» Required task
Please quote only the lines that start at the one with "of the utility" and go on to the last line of the data, both ends kept.
------------
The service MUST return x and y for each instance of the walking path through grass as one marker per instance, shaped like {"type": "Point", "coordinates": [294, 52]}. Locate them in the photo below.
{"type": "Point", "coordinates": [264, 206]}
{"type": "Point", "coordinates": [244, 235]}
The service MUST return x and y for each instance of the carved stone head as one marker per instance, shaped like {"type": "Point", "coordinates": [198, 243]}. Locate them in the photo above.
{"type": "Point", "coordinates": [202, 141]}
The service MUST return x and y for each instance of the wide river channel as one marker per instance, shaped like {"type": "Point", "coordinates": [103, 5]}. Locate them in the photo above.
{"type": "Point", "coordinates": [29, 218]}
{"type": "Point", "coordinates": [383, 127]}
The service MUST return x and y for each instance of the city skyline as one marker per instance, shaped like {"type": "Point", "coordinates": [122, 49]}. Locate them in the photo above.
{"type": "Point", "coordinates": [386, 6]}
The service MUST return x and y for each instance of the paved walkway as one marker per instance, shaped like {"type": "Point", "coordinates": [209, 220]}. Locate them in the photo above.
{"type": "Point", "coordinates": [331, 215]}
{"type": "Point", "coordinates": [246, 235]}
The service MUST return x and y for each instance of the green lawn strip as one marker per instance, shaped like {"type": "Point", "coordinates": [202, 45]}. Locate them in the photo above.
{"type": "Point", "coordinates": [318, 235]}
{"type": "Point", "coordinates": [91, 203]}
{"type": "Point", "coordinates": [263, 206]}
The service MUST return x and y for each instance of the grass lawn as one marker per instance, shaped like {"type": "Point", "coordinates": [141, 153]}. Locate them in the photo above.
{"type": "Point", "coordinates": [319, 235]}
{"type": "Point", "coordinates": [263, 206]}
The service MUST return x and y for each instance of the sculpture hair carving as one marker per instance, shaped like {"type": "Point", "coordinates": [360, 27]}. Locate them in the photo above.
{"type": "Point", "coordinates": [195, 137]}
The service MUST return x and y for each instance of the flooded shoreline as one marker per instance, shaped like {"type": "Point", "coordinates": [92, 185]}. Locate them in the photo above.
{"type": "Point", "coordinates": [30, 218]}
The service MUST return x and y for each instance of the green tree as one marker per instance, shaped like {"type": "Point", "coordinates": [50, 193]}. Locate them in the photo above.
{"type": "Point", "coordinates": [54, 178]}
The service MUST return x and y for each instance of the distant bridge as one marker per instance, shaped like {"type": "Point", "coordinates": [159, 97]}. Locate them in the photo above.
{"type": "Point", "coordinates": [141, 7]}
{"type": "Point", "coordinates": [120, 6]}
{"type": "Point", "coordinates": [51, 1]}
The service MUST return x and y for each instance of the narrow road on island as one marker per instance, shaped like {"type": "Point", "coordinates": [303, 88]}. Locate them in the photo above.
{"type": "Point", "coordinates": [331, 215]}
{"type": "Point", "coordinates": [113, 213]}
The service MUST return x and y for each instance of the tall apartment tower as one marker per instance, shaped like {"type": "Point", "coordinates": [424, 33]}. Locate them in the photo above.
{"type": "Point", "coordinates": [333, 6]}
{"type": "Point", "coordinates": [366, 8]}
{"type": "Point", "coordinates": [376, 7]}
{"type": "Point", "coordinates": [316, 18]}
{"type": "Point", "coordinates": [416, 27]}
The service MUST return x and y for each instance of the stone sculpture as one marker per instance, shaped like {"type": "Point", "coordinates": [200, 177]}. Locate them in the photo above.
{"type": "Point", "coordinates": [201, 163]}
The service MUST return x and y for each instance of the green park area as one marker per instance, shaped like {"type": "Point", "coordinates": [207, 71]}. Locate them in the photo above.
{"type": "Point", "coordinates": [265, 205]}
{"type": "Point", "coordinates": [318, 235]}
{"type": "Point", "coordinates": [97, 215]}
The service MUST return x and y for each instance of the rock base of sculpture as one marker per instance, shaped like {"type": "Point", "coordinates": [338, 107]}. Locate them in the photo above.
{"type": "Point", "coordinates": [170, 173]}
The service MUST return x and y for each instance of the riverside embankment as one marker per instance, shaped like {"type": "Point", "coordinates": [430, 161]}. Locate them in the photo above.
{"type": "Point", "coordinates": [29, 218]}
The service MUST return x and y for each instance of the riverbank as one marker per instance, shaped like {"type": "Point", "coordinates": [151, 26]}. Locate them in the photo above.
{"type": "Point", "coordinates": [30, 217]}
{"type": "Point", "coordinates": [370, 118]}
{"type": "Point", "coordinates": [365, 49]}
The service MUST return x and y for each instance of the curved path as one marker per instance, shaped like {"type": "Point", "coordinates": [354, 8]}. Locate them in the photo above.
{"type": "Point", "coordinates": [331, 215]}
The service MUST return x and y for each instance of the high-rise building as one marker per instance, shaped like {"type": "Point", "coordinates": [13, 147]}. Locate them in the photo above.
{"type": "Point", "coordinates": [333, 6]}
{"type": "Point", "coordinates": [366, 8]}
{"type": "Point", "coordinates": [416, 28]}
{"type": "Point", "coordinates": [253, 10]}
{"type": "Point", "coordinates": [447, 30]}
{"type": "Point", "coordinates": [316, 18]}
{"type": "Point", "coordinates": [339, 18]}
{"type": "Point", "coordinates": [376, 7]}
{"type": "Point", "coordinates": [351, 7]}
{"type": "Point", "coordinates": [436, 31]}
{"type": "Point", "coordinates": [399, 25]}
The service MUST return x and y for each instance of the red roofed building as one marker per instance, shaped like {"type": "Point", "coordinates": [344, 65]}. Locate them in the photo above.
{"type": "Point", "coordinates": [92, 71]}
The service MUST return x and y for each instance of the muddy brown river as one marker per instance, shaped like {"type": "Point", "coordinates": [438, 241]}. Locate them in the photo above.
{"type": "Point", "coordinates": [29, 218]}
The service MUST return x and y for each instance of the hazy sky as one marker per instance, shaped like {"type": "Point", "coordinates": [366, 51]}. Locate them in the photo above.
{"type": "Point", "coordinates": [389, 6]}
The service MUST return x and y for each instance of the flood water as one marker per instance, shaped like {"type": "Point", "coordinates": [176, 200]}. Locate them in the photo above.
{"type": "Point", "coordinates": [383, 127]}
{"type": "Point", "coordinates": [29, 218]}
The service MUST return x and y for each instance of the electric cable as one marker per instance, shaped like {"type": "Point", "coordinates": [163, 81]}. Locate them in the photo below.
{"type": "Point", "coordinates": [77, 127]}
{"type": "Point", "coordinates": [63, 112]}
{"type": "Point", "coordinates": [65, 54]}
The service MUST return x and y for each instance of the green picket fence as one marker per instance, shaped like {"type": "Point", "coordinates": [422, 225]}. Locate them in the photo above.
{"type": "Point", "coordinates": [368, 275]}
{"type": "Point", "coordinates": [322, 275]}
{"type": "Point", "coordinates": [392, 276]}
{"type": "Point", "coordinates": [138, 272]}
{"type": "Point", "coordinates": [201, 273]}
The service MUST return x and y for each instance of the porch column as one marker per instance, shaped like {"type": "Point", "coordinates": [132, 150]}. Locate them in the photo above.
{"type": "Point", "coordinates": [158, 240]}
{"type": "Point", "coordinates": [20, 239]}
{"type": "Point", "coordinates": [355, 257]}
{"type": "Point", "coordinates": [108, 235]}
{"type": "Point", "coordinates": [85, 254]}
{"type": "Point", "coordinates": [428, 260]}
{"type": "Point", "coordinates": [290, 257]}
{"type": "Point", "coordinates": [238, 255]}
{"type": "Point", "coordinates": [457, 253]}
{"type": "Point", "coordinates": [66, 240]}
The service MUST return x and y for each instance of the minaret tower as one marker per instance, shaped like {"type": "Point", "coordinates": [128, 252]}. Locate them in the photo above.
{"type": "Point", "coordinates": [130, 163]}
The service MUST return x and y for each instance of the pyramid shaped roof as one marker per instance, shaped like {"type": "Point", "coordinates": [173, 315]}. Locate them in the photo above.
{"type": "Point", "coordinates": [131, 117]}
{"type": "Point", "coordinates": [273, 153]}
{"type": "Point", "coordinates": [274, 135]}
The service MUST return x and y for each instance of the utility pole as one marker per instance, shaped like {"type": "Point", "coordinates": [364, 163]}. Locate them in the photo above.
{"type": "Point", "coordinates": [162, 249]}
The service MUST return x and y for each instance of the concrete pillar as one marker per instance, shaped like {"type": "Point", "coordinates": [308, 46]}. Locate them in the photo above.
------------
» Exercise result
The service MUST return x and y for each instance of the utility pole as one marker per instance, shaped like {"type": "Point", "coordinates": [364, 163]}. Locate them in the photo above.
{"type": "Point", "coordinates": [162, 249]}
The service MUST return x and y for each instance of the concrete pillar as one marker per instance, shaped like {"type": "Point", "coordinates": [308, 46]}. Locate them in the photo above.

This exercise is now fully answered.